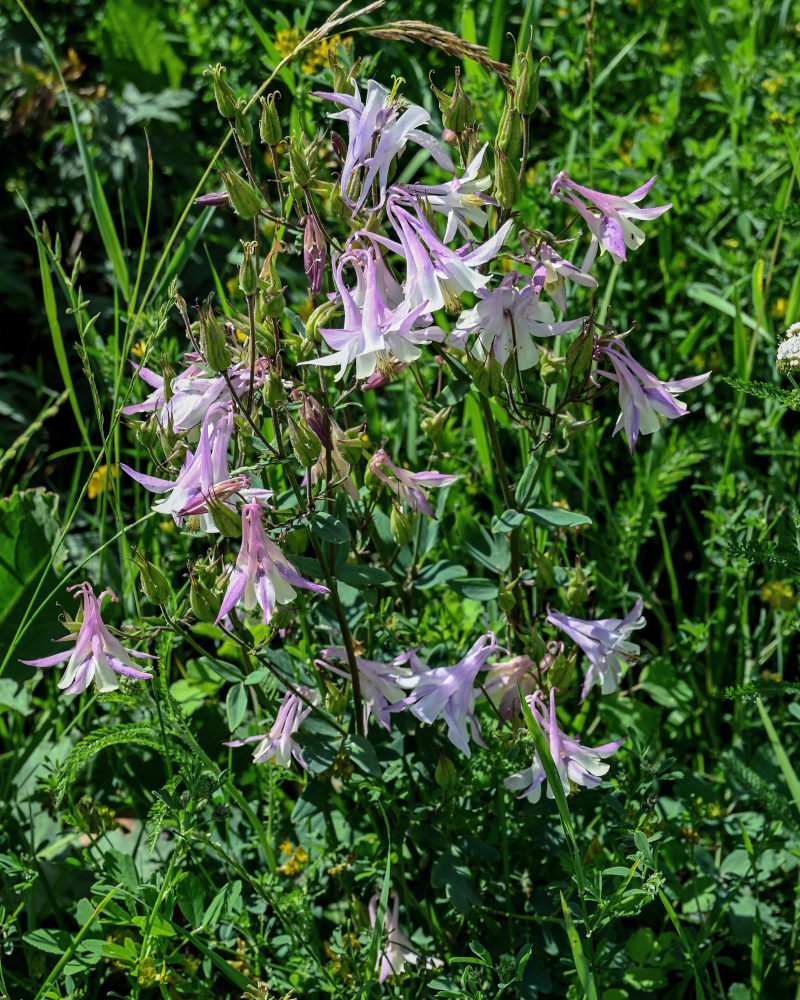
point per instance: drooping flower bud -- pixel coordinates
(242, 126)
(315, 253)
(506, 179)
(223, 94)
(248, 276)
(298, 160)
(456, 108)
(245, 199)
(154, 583)
(509, 130)
(305, 443)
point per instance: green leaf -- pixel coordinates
(557, 517)
(363, 755)
(328, 527)
(236, 705)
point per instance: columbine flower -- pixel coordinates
(645, 401)
(372, 327)
(575, 763)
(435, 274)
(376, 135)
(506, 319)
(408, 486)
(449, 693)
(379, 688)
(262, 574)
(611, 225)
(97, 656)
(462, 199)
(278, 744)
(398, 950)
(605, 642)
(549, 271)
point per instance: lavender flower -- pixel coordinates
(398, 950)
(449, 693)
(645, 401)
(96, 656)
(575, 763)
(278, 744)
(408, 486)
(372, 327)
(605, 642)
(262, 574)
(612, 227)
(204, 475)
(506, 319)
(377, 133)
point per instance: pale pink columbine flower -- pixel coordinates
(550, 272)
(398, 951)
(278, 744)
(377, 133)
(374, 329)
(449, 693)
(96, 656)
(611, 223)
(575, 763)
(193, 393)
(645, 401)
(461, 200)
(605, 642)
(204, 475)
(506, 320)
(262, 574)
(408, 486)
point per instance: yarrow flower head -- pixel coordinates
(449, 693)
(645, 401)
(507, 319)
(96, 656)
(605, 642)
(398, 951)
(575, 763)
(788, 359)
(410, 487)
(278, 744)
(609, 217)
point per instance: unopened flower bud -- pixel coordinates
(223, 94)
(315, 253)
(269, 126)
(298, 160)
(402, 525)
(214, 342)
(321, 316)
(579, 353)
(245, 199)
(305, 443)
(154, 583)
(506, 180)
(248, 276)
(509, 130)
(242, 126)
(224, 517)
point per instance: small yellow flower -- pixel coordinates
(99, 481)
(778, 594)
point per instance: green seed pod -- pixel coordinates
(305, 443)
(269, 126)
(402, 525)
(248, 276)
(245, 199)
(242, 126)
(506, 179)
(224, 95)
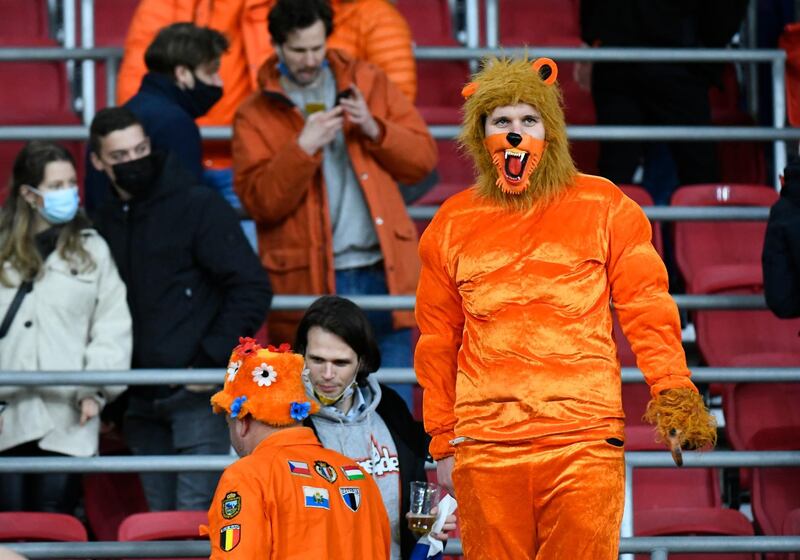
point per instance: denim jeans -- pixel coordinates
(221, 180)
(394, 344)
(179, 424)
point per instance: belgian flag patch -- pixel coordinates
(229, 537)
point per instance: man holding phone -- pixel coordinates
(317, 154)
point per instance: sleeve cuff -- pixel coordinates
(671, 382)
(440, 445)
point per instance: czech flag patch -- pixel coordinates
(351, 472)
(316, 497)
(229, 537)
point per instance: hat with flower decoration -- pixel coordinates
(264, 383)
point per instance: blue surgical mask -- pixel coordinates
(59, 206)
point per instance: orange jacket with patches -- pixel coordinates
(370, 30)
(273, 504)
(513, 308)
(282, 187)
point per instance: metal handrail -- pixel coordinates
(217, 463)
(188, 549)
(447, 132)
(384, 375)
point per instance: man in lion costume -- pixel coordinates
(521, 380)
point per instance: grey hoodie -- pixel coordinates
(364, 437)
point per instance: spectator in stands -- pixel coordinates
(781, 256)
(316, 153)
(287, 497)
(646, 93)
(358, 416)
(182, 84)
(369, 30)
(193, 283)
(521, 380)
(63, 308)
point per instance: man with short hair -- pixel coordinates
(182, 84)
(287, 497)
(317, 153)
(194, 284)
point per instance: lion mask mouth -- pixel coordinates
(515, 157)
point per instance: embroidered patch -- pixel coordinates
(231, 505)
(316, 497)
(351, 497)
(299, 468)
(229, 537)
(325, 471)
(351, 472)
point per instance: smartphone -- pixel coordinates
(345, 93)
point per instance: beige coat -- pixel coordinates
(71, 321)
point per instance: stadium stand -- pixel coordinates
(162, 526)
(21, 526)
(719, 248)
(715, 257)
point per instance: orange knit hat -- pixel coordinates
(266, 384)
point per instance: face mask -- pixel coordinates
(326, 401)
(202, 97)
(515, 156)
(59, 206)
(136, 176)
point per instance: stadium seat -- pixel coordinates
(743, 338)
(29, 23)
(20, 526)
(776, 493)
(673, 501)
(163, 525)
(701, 246)
(439, 81)
(763, 415)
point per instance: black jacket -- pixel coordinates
(166, 115)
(194, 283)
(781, 256)
(412, 451)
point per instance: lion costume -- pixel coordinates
(516, 355)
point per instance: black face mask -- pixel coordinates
(202, 97)
(138, 176)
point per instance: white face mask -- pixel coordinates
(59, 206)
(325, 400)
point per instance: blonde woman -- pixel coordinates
(62, 307)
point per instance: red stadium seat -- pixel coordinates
(163, 525)
(743, 338)
(673, 501)
(21, 526)
(703, 246)
(776, 493)
(29, 22)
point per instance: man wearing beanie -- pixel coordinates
(287, 497)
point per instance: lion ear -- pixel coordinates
(547, 70)
(469, 89)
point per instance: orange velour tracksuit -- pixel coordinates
(283, 190)
(517, 361)
(291, 499)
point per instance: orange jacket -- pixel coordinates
(282, 187)
(513, 309)
(276, 504)
(370, 30)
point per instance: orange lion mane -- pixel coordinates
(507, 82)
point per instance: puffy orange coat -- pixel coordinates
(275, 504)
(513, 307)
(282, 187)
(370, 30)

..........

Print each record exactly as it stands, skipping the pictures.

point per instance: drooping flower bud -- pixel coordinates
(242, 126)
(315, 253)
(506, 179)
(223, 94)
(248, 276)
(298, 160)
(456, 108)
(245, 199)
(154, 583)
(509, 130)
(305, 443)
point per instance: green leaf -- pixel coordinates
(557, 517)
(363, 755)
(328, 527)
(236, 705)
point per instance: columbine flower -- pixel coordinates
(645, 401)
(372, 327)
(575, 763)
(435, 274)
(376, 135)
(506, 319)
(408, 486)
(449, 693)
(379, 688)
(262, 574)
(611, 225)
(97, 656)
(462, 199)
(278, 744)
(398, 950)
(605, 642)
(549, 271)
point per instance: lavender flower -- pixel coordinates
(398, 950)
(449, 693)
(645, 401)
(96, 656)
(575, 763)
(278, 744)
(408, 486)
(372, 327)
(605, 642)
(262, 574)
(612, 227)
(204, 475)
(506, 319)
(377, 133)
point per instance: pale pink columbine flower -- pixel coordinates
(550, 272)
(398, 951)
(278, 744)
(377, 133)
(374, 329)
(449, 693)
(96, 656)
(611, 223)
(575, 763)
(193, 393)
(645, 401)
(461, 200)
(605, 642)
(204, 475)
(506, 320)
(262, 574)
(408, 486)
point per instance: yarrow flower head -- pixel coordinates
(449, 693)
(645, 401)
(507, 319)
(96, 656)
(605, 642)
(398, 951)
(575, 763)
(788, 359)
(410, 487)
(278, 744)
(609, 217)
point per instance: unopened flower bud -- pixel coordinates
(223, 94)
(315, 253)
(269, 126)
(298, 160)
(402, 525)
(214, 342)
(321, 316)
(579, 353)
(245, 199)
(305, 443)
(154, 583)
(506, 180)
(248, 276)
(509, 130)
(242, 126)
(224, 517)
point per instance: small yellow flower -- pixel coordinates
(99, 481)
(778, 594)
point per instance: green seed pod -- pixel coordinates
(305, 443)
(269, 126)
(402, 525)
(248, 276)
(245, 199)
(242, 126)
(506, 179)
(224, 95)
point per instance: denim jeans -- pixel coordinates
(221, 180)
(394, 344)
(179, 424)
point per instance: belgian flag patch -- pixel coordinates
(229, 537)
point per instance: man holding phone -- pixel coordinates
(317, 154)
point per instance: sleeve cuff -- pixel coordinates
(671, 382)
(440, 445)
point per instance: czech flag patch -- pixel coordinates
(351, 472)
(316, 497)
(229, 537)
point per instance: hat with flower decoration -- pixel coordinates
(264, 383)
point per instance: blue surgical mask -- pixel coordinates
(59, 206)
point per instance: orange jacket with patches -- pixel coordinates
(370, 30)
(273, 504)
(513, 308)
(282, 187)
point per instance: metal handrail -- pixel coordinates
(217, 463)
(188, 549)
(447, 132)
(384, 375)
point per instance: man in lion costume -- pixel coordinates
(521, 380)
point per instance: grey hoodie -- pixel coordinates
(364, 437)
point per instance: spectator in stands -- pixel coordinates
(781, 256)
(316, 153)
(287, 497)
(646, 93)
(358, 416)
(182, 84)
(369, 30)
(193, 283)
(521, 380)
(63, 308)
point per instance: man with short hair -- pixel coordinates
(182, 84)
(287, 497)
(317, 153)
(194, 284)
point per instance: lion mask mouth -- pixel coordinates
(515, 157)
point per instance: embroidered patch -- pixel coordinates
(231, 505)
(316, 497)
(351, 497)
(299, 468)
(229, 537)
(325, 471)
(351, 472)
point per instance: smartphone -- pixel coordinates
(345, 93)
point per instance: beige coat -- pixel coordinates
(71, 321)
point per instance: stadium stand -- pixel coordinates
(162, 526)
(21, 526)
(719, 248)
(715, 257)
point per instance: orange knit hat -- pixel coordinates
(266, 384)
point per instance: face mask -- pixel coordinates
(326, 401)
(202, 97)
(515, 156)
(59, 206)
(136, 176)
point per instance: stadium seat -- pixel coordinates
(743, 338)
(29, 23)
(20, 526)
(776, 493)
(673, 501)
(163, 525)
(701, 246)
(439, 81)
(763, 415)
point per instance: black jacket -- pixel coordinates
(166, 115)
(194, 283)
(781, 256)
(412, 451)
point per instance: lion costume -- pixel coordinates
(516, 355)
point per instance: black face mask -- pixel coordinates
(202, 97)
(138, 176)
point per instance: white face mask -- pixel coordinates
(59, 206)
(325, 400)
point per instance: blonde woman -- pixel coordinates
(62, 307)
point per instance: red stadium seat -- pixel coordinates
(163, 525)
(743, 338)
(673, 501)
(21, 526)
(703, 246)
(776, 493)
(29, 22)
point per instance: man wearing beanie -- pixel coordinates
(287, 497)
point per instance: lion ear -- pixel coordinates
(547, 70)
(469, 89)
point per instance: orange velour tracksuit -- pixel coordinates
(283, 190)
(517, 361)
(291, 499)
point per instance: orange jacket -- pixel coordinates
(282, 187)
(513, 309)
(276, 504)
(370, 30)
point per instance: orange lion mane -- pixel coordinates
(507, 82)
point per instance: puffy orange coat -- pixel coordinates
(275, 504)
(513, 307)
(282, 187)
(370, 30)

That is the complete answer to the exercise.